We found workers’ spirits buoyed by the experience of the strike
victory, and from more hiring in the coal, gas, oil and related
industries. “Now Hiring” signs are visible all around.
Support for the teachers and other school workers is nearly universal
among working people. Many we met were downright proud of what was
accomplished. And we found that many had a tradition of fighting.
We met with Derrick Conaway, a 27-year-old worker, and his mother
Deborah around their kitchen table here. Derrick met SWP members a few
weeks ago when they knocked on his door, and he got an issue of the
Militant. He liked what he read and called the paper’s office in New
York to invite members of the SWP to come back to visit and talk some more.
His mother explained that she used to work at Walmart, and had a fight
with the bosses to try to keep her job when she got sick. “I had to
fight Walmart to get unemployment, when they tried to prevent me from
getting it,” she said. “I won.”

### Provided data
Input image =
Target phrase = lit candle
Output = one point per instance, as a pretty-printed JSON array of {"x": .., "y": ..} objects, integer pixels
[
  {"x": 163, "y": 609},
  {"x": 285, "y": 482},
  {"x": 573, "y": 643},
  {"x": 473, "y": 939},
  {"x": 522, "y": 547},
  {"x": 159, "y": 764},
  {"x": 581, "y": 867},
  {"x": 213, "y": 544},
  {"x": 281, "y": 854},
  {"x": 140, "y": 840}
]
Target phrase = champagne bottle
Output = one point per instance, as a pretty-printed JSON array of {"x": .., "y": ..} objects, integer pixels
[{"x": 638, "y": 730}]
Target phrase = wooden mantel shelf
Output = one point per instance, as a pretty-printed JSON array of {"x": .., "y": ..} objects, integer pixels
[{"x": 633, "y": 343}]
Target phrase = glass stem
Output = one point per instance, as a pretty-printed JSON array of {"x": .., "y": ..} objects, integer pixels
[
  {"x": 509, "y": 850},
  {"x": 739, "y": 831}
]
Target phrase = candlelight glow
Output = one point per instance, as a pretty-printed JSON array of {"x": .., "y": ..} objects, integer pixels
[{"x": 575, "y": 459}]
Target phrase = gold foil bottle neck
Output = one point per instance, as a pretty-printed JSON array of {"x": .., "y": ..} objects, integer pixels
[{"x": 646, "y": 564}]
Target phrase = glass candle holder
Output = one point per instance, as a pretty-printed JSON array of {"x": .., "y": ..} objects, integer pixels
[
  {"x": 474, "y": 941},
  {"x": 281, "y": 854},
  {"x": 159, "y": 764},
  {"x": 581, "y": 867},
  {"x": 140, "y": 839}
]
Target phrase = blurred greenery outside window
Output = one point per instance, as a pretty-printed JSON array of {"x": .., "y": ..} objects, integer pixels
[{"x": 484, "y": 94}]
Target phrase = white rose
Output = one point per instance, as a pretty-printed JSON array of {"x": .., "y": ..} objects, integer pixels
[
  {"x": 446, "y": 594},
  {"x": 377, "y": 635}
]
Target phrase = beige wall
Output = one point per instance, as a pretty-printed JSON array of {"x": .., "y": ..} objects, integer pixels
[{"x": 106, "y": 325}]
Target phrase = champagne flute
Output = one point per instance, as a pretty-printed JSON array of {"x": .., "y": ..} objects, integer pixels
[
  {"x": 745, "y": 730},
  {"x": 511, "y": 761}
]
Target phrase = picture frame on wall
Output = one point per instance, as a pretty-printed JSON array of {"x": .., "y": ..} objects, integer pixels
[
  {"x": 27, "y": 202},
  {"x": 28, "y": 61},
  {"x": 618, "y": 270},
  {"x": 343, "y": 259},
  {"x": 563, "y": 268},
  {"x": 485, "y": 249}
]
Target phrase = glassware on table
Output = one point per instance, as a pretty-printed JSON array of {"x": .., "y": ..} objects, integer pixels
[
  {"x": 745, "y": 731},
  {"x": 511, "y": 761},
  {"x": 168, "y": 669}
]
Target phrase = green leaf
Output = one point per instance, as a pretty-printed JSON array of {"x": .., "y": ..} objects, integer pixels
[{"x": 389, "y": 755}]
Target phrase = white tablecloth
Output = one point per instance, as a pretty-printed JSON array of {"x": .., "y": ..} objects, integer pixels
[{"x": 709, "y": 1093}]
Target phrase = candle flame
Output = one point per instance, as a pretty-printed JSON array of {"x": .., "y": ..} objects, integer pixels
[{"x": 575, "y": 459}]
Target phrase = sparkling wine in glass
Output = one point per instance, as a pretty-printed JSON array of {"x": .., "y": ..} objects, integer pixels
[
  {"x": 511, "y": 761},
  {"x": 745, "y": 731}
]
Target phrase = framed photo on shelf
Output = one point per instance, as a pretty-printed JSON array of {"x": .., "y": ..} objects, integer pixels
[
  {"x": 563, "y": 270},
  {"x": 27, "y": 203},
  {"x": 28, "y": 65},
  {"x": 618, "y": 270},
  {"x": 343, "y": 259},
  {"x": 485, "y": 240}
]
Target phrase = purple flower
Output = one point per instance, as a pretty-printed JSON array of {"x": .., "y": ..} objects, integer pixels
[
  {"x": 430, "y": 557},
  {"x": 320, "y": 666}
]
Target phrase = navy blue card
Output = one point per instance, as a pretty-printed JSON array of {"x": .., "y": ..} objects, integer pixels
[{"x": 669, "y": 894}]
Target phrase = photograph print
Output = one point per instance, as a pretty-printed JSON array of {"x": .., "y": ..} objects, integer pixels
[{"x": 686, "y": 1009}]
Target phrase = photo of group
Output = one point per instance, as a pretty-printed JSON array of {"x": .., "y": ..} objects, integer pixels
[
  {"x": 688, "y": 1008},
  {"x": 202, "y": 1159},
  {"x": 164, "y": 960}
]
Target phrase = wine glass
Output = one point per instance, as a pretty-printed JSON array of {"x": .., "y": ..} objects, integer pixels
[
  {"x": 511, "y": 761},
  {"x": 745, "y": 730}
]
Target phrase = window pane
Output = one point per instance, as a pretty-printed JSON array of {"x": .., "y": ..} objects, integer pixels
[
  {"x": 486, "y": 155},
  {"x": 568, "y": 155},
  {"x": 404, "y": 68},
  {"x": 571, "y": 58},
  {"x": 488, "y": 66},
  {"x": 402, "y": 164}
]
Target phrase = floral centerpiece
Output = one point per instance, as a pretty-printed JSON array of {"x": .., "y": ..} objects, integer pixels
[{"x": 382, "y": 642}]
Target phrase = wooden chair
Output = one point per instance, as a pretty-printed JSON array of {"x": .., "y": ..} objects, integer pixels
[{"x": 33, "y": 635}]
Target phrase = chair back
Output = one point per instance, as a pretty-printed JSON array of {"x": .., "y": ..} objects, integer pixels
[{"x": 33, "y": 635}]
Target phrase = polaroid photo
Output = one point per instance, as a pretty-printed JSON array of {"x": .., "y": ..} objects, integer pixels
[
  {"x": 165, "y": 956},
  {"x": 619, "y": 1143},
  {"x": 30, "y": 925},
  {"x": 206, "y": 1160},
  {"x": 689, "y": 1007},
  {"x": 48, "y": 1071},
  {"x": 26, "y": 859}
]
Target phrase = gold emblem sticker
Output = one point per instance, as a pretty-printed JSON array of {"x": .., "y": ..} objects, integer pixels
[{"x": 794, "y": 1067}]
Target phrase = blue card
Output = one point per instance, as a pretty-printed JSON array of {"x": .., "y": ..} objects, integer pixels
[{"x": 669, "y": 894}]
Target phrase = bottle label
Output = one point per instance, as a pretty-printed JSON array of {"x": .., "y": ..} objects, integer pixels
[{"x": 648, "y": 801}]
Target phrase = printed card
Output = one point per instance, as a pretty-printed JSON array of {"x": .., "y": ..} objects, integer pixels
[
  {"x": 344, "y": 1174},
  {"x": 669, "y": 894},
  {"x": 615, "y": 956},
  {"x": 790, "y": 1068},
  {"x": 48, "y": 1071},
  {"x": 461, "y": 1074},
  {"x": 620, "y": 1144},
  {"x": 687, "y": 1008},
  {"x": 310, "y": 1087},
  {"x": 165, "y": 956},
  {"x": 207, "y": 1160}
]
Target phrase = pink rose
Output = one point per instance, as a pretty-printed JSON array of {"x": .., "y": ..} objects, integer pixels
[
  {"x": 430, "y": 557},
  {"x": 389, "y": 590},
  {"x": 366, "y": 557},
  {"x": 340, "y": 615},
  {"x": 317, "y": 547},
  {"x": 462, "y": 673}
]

### Tasks to perform
**A)** In the passage about the strike victory, what did Derrick Conaway do after reading the Militant?
**B)** Rewrite the listing, starting at the line that contains "Target phrase = pink rose" and going through the last line of the listing. Copy the requests too, but multiply every x and y coordinate in the answers by 0.3 and round to the nearest whole number, rounding halves up.

### Task responses
**A)** He called the paper's office in New York to invite SWP members to come back to visit and talk more.

**B)**
Target phrase = pink rose
Output = one point per instance, as a pretty-printed JSON array of {"x": .., "y": ..} objects, integer pixels
[
  {"x": 129, "y": 167},
  {"x": 117, "y": 177},
  {"x": 110, "y": 167},
  {"x": 102, "y": 185},
  {"x": 95, "y": 164},
  {"x": 139, "y": 202}
]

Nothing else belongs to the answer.